Check every line of the data and copy the ones where "garage" appears.

Saved data entries

____________

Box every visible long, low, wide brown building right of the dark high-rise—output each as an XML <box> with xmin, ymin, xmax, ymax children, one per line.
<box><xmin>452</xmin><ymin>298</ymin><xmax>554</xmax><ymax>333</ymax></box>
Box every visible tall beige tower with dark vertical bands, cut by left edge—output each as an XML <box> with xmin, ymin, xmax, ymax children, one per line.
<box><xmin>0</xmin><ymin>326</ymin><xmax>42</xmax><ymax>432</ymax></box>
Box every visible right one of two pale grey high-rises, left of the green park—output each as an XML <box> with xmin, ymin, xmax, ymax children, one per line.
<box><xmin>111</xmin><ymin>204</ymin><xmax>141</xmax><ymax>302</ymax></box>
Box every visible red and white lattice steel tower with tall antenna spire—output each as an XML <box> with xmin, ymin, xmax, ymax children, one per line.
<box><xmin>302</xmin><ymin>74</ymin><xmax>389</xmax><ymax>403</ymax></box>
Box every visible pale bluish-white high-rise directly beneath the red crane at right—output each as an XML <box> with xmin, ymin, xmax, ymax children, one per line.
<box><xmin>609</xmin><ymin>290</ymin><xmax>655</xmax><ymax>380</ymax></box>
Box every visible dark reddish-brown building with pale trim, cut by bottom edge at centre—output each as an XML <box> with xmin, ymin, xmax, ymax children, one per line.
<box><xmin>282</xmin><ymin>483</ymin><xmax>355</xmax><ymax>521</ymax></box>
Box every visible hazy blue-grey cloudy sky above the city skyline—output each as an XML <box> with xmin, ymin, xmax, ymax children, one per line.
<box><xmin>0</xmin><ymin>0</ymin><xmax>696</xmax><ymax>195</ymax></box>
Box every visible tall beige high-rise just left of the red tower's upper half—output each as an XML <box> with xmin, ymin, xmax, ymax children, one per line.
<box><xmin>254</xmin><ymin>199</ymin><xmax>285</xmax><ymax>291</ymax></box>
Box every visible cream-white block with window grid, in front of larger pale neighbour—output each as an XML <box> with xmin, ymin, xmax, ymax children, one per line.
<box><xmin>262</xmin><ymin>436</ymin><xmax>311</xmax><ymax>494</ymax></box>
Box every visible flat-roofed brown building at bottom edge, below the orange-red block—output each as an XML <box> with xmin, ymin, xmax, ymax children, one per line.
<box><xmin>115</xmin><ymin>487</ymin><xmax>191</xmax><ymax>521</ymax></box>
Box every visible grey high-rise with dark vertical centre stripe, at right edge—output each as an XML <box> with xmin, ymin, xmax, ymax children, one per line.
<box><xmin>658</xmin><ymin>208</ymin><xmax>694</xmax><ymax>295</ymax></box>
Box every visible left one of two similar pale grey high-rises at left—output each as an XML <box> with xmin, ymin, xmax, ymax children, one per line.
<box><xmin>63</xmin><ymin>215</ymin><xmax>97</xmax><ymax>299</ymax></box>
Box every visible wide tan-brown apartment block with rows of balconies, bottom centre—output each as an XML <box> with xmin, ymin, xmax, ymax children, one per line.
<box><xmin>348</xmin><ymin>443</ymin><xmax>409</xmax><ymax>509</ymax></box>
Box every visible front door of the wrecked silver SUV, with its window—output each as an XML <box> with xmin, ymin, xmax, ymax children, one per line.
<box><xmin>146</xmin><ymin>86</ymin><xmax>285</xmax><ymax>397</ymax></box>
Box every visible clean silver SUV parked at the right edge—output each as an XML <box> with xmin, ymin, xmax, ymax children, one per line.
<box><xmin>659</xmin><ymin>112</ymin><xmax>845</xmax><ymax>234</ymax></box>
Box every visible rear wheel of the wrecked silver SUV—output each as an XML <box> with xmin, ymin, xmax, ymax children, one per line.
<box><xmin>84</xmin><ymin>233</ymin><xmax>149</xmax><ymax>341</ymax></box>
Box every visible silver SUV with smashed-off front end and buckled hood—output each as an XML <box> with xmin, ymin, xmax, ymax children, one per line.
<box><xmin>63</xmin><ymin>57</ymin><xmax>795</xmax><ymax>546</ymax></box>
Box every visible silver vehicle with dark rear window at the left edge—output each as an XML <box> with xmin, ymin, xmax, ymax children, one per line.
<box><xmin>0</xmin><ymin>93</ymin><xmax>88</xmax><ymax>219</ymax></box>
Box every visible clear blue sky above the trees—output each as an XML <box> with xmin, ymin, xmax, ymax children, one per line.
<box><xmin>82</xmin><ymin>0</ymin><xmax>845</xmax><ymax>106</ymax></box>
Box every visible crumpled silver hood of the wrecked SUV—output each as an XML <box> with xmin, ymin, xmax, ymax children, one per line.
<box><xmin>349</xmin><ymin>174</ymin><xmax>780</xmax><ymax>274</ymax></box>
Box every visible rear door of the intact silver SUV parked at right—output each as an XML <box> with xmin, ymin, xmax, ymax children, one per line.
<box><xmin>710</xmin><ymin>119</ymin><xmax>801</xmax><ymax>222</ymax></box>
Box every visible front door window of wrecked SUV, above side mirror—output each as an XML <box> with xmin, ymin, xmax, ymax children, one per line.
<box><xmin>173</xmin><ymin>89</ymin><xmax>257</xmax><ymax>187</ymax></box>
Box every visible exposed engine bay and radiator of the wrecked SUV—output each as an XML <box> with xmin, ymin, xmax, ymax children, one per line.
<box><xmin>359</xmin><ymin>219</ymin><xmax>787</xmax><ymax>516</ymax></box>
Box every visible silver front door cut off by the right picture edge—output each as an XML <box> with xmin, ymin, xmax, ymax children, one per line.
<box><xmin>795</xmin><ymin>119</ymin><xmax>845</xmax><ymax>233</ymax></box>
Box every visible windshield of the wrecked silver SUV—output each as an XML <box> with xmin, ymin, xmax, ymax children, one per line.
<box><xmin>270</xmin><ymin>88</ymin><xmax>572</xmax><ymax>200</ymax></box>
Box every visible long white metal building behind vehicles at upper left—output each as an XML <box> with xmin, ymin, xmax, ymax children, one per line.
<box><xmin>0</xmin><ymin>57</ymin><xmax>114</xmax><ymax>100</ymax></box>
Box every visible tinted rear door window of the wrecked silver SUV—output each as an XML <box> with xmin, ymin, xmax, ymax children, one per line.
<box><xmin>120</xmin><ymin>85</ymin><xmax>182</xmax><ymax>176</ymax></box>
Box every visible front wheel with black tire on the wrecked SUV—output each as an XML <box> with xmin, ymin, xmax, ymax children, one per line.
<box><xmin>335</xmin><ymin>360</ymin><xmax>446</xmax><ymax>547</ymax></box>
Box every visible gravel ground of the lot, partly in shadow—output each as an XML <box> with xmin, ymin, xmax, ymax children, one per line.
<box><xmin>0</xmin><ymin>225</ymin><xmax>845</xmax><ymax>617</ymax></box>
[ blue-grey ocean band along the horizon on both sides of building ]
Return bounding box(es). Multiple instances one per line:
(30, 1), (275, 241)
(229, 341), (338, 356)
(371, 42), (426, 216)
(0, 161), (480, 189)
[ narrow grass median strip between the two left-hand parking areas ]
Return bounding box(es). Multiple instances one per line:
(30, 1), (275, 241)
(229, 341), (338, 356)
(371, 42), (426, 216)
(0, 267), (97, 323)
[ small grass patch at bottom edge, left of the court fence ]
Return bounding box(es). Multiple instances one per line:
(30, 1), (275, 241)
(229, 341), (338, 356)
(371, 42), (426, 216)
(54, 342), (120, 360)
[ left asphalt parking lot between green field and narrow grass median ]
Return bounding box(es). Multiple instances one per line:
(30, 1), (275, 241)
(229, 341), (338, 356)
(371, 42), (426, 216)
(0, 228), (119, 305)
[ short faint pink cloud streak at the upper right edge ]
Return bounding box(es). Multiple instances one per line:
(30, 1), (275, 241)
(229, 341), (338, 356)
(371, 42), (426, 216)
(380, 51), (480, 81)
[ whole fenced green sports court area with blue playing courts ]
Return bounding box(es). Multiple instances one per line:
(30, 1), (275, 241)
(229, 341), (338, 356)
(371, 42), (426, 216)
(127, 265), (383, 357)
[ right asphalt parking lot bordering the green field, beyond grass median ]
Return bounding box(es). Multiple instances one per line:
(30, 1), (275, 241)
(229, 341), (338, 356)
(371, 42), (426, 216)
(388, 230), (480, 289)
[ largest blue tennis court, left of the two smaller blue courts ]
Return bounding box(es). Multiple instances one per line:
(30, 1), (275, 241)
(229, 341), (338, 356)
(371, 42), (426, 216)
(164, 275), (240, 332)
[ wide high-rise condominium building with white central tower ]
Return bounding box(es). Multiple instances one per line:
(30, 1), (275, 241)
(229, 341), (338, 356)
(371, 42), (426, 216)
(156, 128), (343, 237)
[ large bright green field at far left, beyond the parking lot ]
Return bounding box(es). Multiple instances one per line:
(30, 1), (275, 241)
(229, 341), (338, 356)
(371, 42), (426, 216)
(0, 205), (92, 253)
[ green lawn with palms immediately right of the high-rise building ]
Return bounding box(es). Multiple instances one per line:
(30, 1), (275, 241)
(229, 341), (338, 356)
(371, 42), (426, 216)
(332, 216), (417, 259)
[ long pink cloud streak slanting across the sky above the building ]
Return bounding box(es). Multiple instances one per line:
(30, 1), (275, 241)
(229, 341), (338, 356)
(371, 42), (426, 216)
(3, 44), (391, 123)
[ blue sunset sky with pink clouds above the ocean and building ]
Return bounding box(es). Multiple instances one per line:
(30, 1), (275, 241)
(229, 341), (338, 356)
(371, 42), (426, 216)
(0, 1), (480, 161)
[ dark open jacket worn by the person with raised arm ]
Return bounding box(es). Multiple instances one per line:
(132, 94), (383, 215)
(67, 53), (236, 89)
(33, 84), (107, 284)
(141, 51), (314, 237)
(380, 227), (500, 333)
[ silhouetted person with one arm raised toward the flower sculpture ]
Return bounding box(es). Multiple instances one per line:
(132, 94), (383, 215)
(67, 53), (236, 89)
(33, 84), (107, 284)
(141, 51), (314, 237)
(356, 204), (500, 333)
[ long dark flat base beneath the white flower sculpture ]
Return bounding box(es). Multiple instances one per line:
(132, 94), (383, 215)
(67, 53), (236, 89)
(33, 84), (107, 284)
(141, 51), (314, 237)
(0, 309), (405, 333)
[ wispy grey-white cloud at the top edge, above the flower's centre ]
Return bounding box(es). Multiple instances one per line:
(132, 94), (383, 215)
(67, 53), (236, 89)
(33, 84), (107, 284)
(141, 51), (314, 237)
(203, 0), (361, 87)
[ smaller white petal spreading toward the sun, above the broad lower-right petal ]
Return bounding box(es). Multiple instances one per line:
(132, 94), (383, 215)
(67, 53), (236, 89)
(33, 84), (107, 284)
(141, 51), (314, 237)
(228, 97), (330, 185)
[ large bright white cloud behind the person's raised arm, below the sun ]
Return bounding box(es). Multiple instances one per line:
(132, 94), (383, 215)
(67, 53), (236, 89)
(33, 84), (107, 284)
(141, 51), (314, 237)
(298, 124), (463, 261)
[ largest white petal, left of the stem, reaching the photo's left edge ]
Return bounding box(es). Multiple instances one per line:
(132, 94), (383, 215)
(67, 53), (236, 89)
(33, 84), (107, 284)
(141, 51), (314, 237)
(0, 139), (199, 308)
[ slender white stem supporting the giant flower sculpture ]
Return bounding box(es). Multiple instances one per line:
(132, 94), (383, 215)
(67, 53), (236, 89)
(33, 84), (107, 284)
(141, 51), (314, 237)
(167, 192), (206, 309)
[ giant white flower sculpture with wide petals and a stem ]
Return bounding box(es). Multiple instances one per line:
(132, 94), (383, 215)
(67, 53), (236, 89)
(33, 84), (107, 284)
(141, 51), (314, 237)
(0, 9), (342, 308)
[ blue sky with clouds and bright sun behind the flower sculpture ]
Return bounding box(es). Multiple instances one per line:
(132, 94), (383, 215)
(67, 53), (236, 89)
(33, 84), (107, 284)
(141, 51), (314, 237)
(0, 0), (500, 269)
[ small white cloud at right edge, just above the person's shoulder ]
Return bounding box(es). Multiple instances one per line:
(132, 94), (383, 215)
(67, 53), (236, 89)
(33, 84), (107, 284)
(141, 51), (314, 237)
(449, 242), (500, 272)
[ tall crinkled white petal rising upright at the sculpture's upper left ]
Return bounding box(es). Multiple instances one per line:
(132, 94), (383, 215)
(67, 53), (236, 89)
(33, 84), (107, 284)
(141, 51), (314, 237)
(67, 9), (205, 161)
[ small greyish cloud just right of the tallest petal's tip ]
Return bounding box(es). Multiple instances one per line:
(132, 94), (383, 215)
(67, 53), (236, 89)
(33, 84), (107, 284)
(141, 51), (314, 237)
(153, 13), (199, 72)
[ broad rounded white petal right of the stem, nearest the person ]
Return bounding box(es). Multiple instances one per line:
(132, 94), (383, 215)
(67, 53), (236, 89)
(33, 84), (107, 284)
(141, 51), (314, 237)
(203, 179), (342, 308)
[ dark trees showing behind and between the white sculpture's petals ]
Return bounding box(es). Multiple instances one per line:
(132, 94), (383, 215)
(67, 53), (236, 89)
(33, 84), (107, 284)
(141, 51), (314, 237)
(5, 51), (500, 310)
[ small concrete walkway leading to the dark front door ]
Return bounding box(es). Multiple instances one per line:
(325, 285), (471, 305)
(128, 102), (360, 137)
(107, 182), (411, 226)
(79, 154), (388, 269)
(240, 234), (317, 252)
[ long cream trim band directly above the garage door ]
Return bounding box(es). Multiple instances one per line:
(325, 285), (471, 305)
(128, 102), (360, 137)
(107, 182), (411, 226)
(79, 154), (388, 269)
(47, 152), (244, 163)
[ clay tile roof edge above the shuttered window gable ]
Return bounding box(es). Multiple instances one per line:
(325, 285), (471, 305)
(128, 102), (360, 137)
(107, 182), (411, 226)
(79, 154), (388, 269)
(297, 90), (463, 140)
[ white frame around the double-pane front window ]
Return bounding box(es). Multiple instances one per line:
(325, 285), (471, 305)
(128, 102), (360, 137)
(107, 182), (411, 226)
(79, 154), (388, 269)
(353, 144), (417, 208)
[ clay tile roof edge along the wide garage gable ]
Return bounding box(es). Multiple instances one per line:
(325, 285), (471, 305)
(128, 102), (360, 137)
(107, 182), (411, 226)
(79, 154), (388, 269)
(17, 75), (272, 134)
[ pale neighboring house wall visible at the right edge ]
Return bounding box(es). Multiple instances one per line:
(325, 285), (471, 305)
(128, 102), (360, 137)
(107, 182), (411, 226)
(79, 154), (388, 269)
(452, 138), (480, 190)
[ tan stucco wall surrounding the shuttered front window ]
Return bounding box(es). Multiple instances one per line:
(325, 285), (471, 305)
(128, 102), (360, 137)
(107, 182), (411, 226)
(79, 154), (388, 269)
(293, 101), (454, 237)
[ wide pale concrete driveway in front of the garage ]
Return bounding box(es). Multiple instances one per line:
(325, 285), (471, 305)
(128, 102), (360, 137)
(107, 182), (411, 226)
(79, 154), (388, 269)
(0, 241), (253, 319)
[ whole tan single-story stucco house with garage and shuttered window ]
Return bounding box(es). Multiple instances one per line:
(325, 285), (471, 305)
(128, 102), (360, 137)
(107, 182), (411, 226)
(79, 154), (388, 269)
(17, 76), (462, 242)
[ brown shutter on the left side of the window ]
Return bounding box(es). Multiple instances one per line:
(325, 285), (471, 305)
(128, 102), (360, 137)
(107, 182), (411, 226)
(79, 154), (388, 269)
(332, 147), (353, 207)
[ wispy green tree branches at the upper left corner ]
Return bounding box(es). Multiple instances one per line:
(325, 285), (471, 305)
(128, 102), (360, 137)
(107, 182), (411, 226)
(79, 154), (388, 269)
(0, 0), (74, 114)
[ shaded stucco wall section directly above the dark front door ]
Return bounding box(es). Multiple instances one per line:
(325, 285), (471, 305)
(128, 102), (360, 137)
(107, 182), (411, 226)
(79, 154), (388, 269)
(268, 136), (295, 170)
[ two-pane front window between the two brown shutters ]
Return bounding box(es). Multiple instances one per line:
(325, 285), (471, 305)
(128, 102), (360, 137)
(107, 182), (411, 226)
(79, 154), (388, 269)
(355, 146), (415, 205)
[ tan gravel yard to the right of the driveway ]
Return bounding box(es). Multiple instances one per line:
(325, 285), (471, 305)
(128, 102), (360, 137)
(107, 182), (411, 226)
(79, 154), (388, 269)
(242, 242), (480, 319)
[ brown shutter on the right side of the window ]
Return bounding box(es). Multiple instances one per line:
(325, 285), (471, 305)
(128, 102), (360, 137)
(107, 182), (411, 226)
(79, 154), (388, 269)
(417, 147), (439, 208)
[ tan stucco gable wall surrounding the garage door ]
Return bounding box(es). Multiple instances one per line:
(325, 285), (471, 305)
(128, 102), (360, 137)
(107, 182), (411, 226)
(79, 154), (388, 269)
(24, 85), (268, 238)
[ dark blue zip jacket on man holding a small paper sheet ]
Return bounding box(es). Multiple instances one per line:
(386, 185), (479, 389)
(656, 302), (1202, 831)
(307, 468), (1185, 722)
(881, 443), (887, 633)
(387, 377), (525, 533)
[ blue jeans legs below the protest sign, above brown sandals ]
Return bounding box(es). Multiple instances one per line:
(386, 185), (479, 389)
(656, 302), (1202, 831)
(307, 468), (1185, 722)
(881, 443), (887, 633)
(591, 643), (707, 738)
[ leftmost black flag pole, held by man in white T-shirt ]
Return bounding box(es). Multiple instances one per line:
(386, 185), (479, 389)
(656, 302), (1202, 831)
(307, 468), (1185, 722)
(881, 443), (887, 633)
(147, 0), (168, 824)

____________

* RESULT:
[ long cream trim band directly above the garage door ]
[ clay tile roof edge along the wide garage gable ]
[ wide pale concrete driveway in front of the garage ]
[ whole tan single-story stucco house with garage and shuttered window ]
[ tan stucco gable wall surrounding the garage door ]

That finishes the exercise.